| What to produce |
Lay out as a numbered list the lines of the items, starting with the line that contains "Note: for this drill, pin each instance of the nose" and continuing through the final line of the items. Omit any blank lines.

| Dataset extract |
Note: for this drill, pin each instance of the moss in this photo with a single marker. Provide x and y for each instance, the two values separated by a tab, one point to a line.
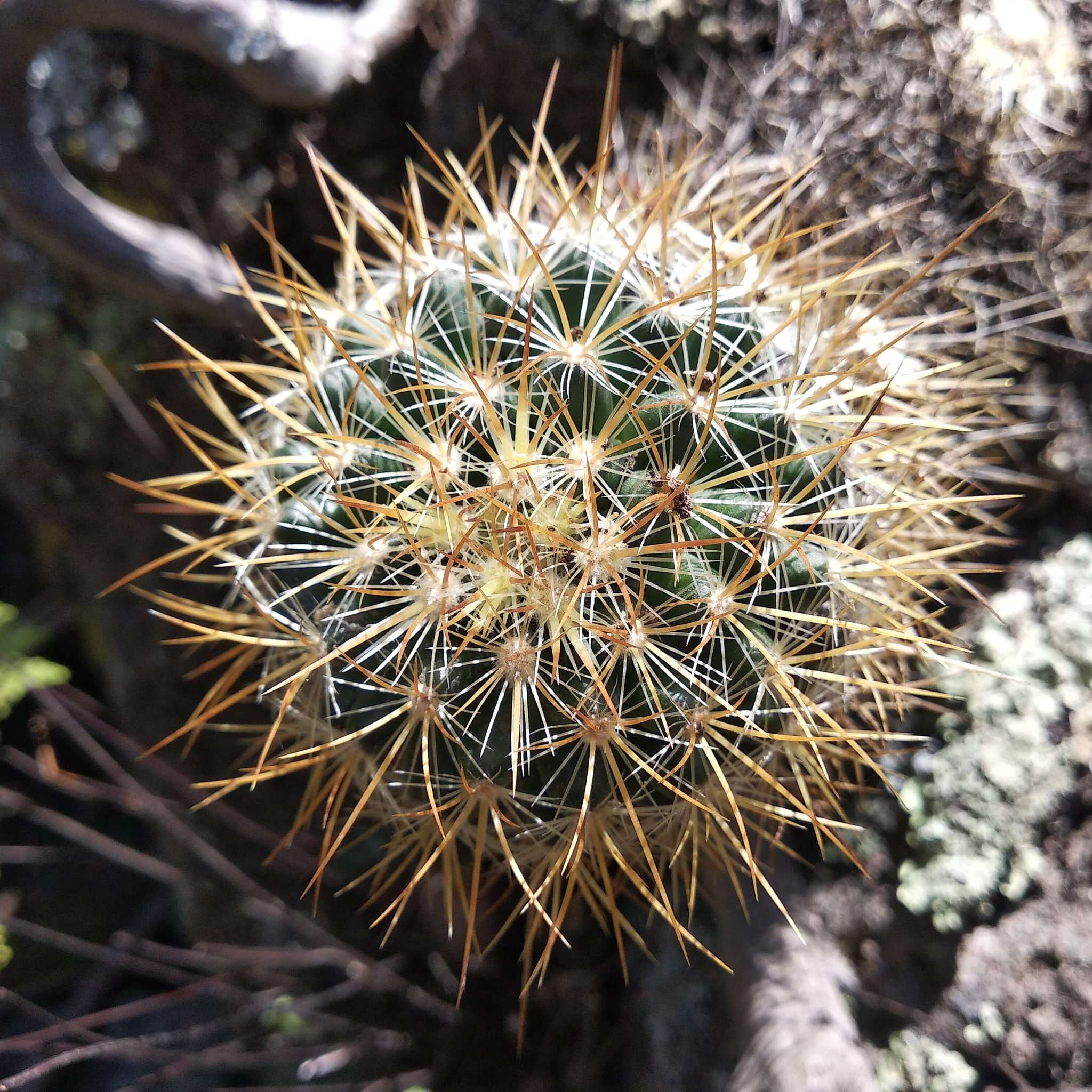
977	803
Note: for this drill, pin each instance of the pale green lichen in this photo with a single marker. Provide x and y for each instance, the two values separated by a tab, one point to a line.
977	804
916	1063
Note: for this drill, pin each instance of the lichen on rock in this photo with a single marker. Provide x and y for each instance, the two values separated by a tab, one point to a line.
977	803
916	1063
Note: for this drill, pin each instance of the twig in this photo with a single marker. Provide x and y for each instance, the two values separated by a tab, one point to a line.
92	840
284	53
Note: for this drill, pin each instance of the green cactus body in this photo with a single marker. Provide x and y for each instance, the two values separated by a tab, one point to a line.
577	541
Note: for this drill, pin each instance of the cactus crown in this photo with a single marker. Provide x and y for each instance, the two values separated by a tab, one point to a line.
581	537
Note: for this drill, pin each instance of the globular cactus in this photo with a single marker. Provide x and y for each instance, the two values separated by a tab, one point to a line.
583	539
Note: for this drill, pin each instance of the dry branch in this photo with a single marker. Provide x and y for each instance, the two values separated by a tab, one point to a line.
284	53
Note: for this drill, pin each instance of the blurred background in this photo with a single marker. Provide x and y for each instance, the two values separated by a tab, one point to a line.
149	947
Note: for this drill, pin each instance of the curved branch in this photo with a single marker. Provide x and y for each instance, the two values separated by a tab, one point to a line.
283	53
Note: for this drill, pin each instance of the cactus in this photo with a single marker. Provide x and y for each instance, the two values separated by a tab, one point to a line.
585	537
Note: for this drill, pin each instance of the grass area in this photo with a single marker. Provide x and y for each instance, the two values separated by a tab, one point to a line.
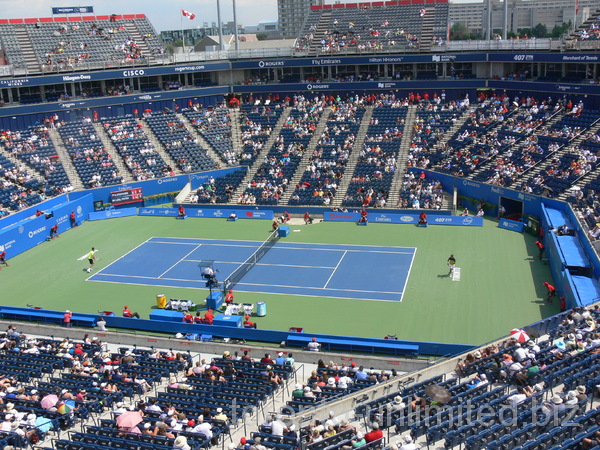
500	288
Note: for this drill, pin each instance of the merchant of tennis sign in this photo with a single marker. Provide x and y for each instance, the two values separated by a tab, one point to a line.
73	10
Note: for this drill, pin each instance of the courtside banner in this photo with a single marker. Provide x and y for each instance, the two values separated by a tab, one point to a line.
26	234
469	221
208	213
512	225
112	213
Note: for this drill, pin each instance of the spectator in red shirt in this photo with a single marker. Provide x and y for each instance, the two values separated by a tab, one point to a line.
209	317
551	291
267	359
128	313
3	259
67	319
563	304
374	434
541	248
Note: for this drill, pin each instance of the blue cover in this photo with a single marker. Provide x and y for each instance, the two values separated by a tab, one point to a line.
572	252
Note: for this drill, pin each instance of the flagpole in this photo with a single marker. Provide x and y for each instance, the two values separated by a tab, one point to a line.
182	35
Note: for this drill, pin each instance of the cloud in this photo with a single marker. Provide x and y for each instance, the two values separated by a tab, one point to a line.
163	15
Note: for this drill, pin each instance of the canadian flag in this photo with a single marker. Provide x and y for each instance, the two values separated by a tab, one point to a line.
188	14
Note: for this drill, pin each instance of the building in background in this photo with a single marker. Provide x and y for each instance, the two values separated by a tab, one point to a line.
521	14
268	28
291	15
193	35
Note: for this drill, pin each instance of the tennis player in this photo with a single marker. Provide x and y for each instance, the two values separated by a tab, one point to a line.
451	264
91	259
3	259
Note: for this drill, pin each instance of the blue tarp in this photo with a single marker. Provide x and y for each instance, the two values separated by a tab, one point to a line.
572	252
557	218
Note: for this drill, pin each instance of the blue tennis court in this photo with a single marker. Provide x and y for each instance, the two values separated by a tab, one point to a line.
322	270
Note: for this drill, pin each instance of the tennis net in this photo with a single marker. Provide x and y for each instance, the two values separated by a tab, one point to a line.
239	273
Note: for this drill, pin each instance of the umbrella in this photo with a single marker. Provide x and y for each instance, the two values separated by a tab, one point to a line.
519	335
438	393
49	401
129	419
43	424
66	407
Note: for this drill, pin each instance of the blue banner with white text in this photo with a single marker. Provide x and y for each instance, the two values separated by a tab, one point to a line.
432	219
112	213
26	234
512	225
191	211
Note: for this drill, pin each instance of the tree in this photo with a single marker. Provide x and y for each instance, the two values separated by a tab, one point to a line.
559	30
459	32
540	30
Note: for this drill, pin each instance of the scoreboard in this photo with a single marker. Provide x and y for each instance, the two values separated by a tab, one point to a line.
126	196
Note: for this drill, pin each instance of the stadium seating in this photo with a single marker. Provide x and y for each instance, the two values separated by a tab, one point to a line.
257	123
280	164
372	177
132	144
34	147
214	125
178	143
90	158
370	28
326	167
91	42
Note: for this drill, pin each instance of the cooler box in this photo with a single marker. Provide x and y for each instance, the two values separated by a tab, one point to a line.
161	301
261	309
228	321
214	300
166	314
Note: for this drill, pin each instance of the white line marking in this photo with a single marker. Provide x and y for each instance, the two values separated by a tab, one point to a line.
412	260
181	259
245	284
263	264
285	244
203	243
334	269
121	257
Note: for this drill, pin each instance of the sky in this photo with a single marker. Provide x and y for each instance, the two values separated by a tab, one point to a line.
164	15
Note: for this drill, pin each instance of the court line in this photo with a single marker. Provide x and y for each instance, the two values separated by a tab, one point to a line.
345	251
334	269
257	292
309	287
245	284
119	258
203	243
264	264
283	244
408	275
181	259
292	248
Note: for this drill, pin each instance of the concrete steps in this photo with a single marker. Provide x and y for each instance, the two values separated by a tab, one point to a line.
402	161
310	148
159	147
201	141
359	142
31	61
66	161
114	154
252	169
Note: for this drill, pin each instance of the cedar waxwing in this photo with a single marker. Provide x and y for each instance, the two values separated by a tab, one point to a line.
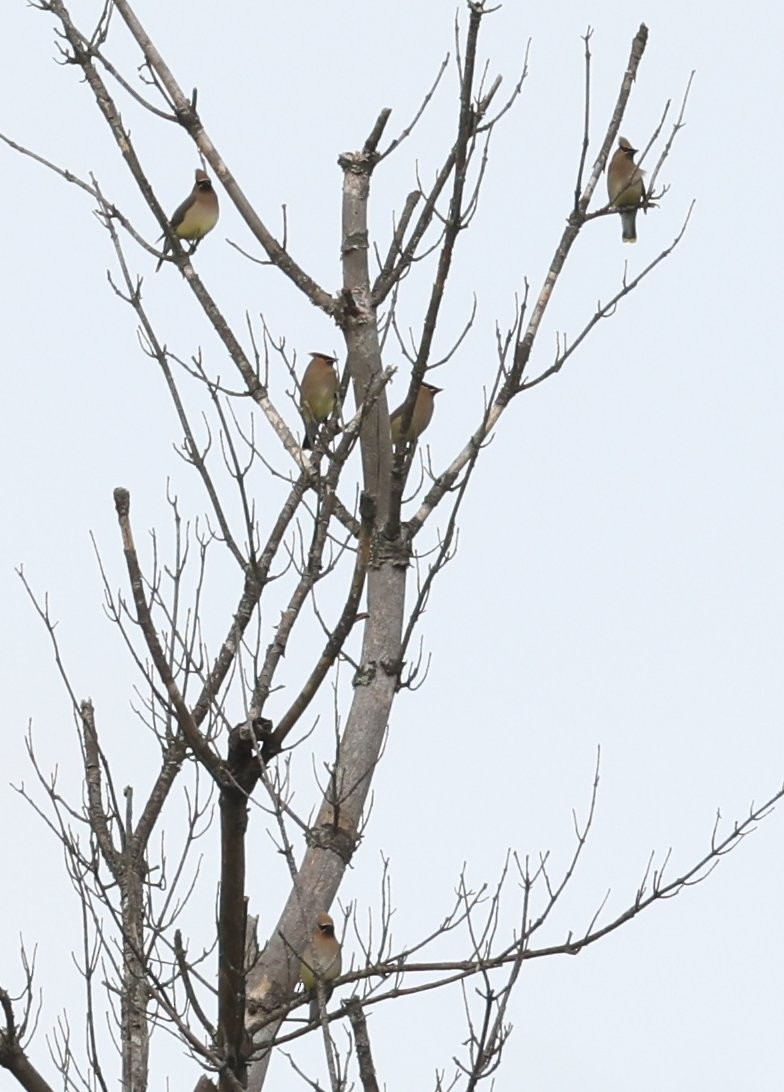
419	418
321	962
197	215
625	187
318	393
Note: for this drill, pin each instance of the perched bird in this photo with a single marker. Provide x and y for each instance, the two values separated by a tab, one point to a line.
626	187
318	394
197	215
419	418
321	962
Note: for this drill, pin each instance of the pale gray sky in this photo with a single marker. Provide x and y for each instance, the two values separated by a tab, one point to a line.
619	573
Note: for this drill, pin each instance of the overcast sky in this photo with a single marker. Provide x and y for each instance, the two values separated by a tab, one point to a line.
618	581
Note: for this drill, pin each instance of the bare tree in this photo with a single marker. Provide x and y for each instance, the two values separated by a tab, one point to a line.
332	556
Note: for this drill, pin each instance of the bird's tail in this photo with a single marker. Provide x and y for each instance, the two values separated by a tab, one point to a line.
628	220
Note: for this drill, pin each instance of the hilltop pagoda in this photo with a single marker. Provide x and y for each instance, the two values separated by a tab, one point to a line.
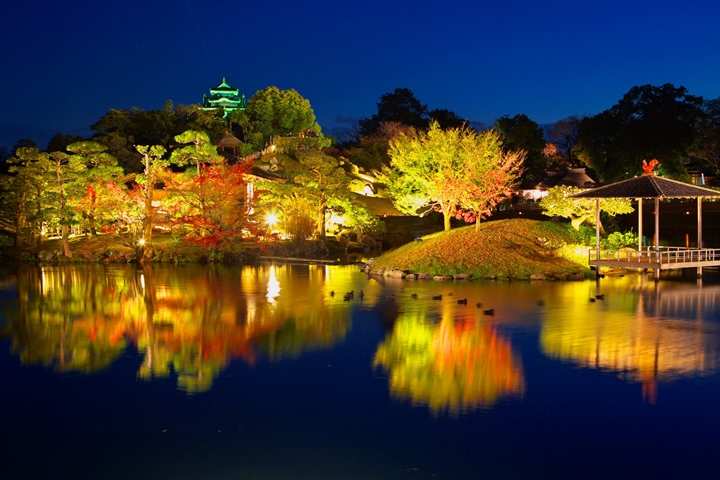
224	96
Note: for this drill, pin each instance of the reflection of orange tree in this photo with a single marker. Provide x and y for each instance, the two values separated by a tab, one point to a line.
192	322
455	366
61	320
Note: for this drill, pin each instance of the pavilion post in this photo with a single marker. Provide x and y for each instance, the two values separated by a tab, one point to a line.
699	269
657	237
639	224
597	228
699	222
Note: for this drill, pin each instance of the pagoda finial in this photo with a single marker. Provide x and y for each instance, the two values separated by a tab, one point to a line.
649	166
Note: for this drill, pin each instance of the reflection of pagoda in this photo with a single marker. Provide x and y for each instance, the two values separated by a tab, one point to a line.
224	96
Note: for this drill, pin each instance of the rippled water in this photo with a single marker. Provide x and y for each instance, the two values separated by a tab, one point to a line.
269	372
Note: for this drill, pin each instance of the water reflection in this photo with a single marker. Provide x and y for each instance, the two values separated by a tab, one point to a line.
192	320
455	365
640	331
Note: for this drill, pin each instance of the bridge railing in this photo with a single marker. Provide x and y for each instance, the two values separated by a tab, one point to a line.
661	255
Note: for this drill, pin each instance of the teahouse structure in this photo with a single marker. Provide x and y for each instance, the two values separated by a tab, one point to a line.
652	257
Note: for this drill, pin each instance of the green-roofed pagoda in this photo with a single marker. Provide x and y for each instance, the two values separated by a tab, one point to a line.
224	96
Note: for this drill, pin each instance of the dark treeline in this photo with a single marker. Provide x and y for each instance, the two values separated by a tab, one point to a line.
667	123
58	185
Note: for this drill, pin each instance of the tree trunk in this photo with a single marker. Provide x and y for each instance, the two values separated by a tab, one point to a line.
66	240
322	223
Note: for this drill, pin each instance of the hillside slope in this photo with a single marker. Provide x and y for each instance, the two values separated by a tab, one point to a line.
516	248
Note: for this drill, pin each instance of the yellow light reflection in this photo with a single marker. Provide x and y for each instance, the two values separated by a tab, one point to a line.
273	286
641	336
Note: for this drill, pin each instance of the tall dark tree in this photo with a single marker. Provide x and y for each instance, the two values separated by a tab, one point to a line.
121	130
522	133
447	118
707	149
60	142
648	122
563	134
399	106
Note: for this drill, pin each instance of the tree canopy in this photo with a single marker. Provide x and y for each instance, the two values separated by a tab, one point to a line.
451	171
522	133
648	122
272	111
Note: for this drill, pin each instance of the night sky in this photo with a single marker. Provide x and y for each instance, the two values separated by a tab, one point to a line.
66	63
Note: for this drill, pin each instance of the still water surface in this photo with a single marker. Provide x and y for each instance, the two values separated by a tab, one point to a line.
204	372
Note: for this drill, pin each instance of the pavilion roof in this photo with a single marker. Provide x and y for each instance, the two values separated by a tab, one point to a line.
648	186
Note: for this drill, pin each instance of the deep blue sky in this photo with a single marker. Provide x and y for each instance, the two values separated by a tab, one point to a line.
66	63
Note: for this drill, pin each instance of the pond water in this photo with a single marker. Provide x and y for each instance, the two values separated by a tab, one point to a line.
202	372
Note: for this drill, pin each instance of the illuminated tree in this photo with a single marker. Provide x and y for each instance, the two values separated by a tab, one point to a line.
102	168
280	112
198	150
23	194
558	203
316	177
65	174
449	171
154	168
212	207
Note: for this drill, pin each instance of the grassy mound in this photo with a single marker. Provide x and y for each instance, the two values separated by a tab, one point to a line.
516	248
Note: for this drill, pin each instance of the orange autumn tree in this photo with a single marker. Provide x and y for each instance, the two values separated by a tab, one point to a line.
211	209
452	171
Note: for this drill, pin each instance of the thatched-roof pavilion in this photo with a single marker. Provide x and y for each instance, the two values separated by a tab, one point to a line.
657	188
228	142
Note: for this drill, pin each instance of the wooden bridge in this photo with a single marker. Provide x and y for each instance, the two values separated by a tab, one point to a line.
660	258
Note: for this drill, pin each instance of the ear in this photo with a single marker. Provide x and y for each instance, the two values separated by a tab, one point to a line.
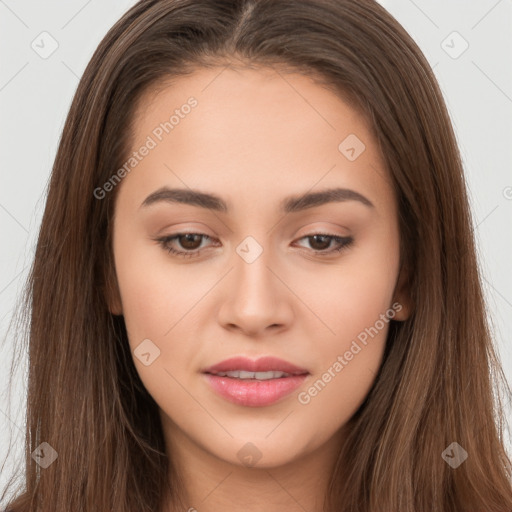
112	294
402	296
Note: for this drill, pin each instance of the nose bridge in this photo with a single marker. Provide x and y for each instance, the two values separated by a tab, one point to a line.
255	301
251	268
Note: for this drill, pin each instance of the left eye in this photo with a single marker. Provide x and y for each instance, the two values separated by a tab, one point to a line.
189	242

| Task answer |
1. Note: for this drill, pin each instance of the nose bridge in this photo with a single marker. Provide x and y for each instance, the two values separated by a tab, one point to a line.
2. 255	301
3. 251	268
4. Note: for this drill, pin each instance of the left eye in this photo with a single marker. Provide x and y for each instance, the two values separated by a tab, one point to a line.
5. 189	242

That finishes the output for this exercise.